╔══

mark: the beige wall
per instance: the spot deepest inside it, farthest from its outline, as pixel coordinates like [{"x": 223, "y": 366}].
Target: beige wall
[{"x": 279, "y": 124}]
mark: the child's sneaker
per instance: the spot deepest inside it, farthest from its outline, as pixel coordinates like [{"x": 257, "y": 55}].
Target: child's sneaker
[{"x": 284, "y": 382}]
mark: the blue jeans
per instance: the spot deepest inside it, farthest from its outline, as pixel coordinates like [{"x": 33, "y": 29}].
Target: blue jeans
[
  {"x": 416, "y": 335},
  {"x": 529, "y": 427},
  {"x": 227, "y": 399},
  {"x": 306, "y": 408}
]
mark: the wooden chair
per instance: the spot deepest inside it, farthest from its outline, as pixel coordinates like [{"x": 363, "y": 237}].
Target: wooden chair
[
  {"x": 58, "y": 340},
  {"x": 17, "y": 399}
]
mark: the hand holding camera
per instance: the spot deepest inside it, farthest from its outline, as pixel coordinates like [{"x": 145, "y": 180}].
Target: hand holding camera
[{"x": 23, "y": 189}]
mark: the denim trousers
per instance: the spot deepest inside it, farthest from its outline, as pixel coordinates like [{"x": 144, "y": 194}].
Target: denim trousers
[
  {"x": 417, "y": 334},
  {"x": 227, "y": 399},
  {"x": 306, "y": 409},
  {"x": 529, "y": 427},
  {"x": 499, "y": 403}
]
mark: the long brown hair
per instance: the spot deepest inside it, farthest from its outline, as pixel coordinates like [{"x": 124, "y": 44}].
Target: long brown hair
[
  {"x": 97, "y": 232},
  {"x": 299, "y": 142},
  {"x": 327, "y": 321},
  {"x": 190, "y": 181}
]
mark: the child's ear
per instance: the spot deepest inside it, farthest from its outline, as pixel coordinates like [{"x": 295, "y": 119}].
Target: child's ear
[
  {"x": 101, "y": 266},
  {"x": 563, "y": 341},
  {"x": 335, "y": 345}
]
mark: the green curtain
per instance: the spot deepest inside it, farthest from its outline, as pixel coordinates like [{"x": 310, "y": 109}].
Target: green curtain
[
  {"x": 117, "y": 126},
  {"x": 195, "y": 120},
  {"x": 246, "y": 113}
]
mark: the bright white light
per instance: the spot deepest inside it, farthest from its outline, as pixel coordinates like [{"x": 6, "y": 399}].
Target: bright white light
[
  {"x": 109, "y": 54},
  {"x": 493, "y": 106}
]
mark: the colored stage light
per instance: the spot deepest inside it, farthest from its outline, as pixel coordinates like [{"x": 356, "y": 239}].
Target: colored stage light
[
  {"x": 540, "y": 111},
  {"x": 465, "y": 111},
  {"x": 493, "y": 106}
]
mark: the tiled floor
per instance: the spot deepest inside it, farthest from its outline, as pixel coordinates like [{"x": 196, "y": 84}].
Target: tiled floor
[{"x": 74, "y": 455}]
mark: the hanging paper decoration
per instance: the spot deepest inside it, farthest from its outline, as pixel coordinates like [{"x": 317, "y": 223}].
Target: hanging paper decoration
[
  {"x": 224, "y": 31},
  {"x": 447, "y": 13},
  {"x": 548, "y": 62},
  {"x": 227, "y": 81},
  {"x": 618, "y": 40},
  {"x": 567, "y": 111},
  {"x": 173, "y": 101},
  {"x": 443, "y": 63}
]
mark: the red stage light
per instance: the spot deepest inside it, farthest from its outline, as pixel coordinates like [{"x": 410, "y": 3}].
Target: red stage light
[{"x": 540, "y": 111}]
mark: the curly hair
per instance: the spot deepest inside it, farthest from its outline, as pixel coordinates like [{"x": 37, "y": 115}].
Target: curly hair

╚══

### TASK
Without altering a single word, reproduce the entries above.

### THE COMPLETED TASK
mark: the beige wall
per instance: the spot deepest inside it, farthest from its outline, as pixel coordinates like [{"x": 223, "y": 366}].
Target: beige wall
[{"x": 279, "y": 124}]
mark: the child's sneaker
per instance: the spot deepest inside it, farthest from its outline, as pixel coordinates like [{"x": 257, "y": 55}].
Target: child's sneaker
[{"x": 284, "y": 382}]
mark: the blue jeans
per instance: the spot deepest inside it, farthest from its outline, as pixel coordinates like [{"x": 33, "y": 29}].
Target: blue jeans
[
  {"x": 416, "y": 335},
  {"x": 529, "y": 427},
  {"x": 227, "y": 399},
  {"x": 306, "y": 408}
]
mark: the wooden chair
per instance: the spot deepest inside it, farthest from its outline, as pixel coordinates like [{"x": 363, "y": 237}].
Target: wooden chair
[
  {"x": 58, "y": 340},
  {"x": 17, "y": 399}
]
mark: the hand holding camera
per instance: the spot deepest inside it, farthest from its outline, as pixel coordinates like [{"x": 145, "y": 180}].
Target: hand holding camera
[{"x": 23, "y": 189}]
mark: the denim trousers
per instance: the spot deepest inside it, farthest from its outline, as pixel coordinates like [{"x": 144, "y": 194}].
Target: denim trousers
[
  {"x": 417, "y": 334},
  {"x": 227, "y": 399},
  {"x": 306, "y": 409},
  {"x": 529, "y": 427},
  {"x": 499, "y": 403}
]
mark: the long brown hair
per instance: the spot deepest inside it, farthest from its outline, as pixel coordinates like [{"x": 124, "y": 44}].
Target: long brown hair
[
  {"x": 97, "y": 232},
  {"x": 299, "y": 142},
  {"x": 327, "y": 321},
  {"x": 190, "y": 181}
]
mark: the child's ear
per instance: the spot deepest inside it, farthest from its outline, as pixel coordinates like [{"x": 295, "y": 119}].
Target: child's ear
[
  {"x": 101, "y": 266},
  {"x": 563, "y": 341},
  {"x": 335, "y": 345}
]
mark: the green curtain
per instance: the spot deepest inside it, farthest from its outline, as pixel coordinates like [{"x": 310, "y": 109}].
Target: green curtain
[
  {"x": 117, "y": 126},
  {"x": 195, "y": 120},
  {"x": 246, "y": 113}
]
mark: the bright white light
per instance: the spot deepest inside it, farthest from its outline, as pixel coordinates like [{"x": 6, "y": 399}].
Target: bright white light
[
  {"x": 109, "y": 54},
  {"x": 493, "y": 106}
]
mark: the colored stage light
per instance: the spot deepest inside it, farthest from its outline, as pixel coordinates like [{"x": 356, "y": 239}].
Target: colored stage light
[
  {"x": 540, "y": 111},
  {"x": 465, "y": 111},
  {"x": 493, "y": 106}
]
mark: the tiled floor
per instance: the spot deepest inside it, farthest from its outline, as pixel coordinates like [{"x": 196, "y": 84}].
Target: tiled floor
[{"x": 74, "y": 455}]
mark: the hanging paper decoration
per instance: the spot deepest inside it, farthest from its outline, as pixel coordinates like [{"x": 317, "y": 223}].
Target: hanging paper decoration
[
  {"x": 224, "y": 31},
  {"x": 447, "y": 13},
  {"x": 548, "y": 62},
  {"x": 227, "y": 81},
  {"x": 618, "y": 40},
  {"x": 567, "y": 111},
  {"x": 173, "y": 101},
  {"x": 443, "y": 63}
]
mark: the red stage light
per instance: the spot deepest inside it, farthest from its outline, as pixel coordinates like [{"x": 410, "y": 3}].
Target: red stage light
[{"x": 540, "y": 111}]
mark: the curly hair
per instance: the spot deepest inside it, farthest from its outline, as pixel coordinates like [{"x": 37, "y": 115}].
Target: curly hair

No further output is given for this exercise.